[Data extracts]
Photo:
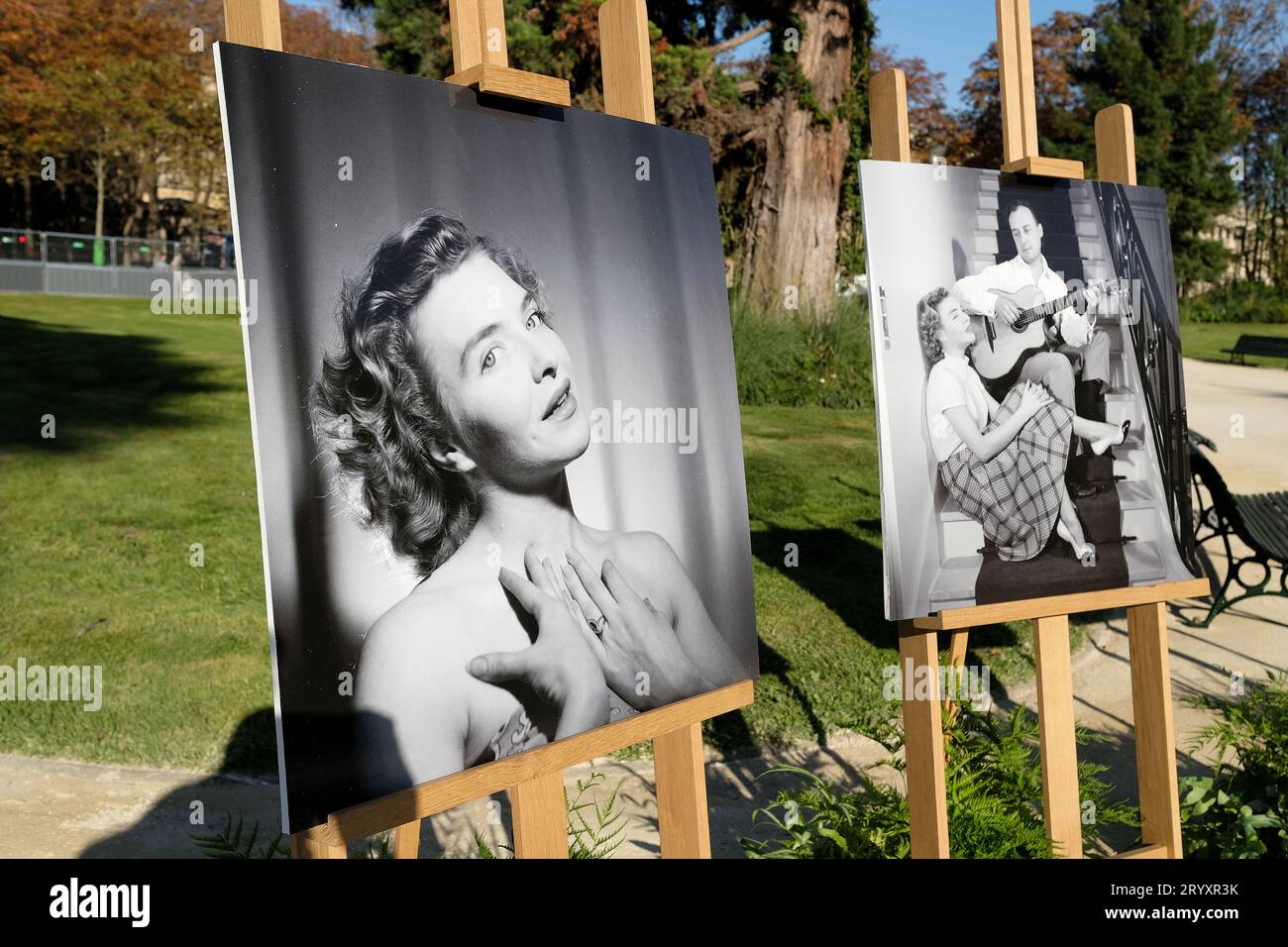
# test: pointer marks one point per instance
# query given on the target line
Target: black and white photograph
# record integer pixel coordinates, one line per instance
[/Data extracts]
**Directions for this task:** Please copy the data above character for character, skipping any pictures.

**Result of this exercise:**
Photo:
# test: pointer marks one point per instance
# query given on the target line
Target: black and white photograph
# record integer pixel coordinates, one line per instance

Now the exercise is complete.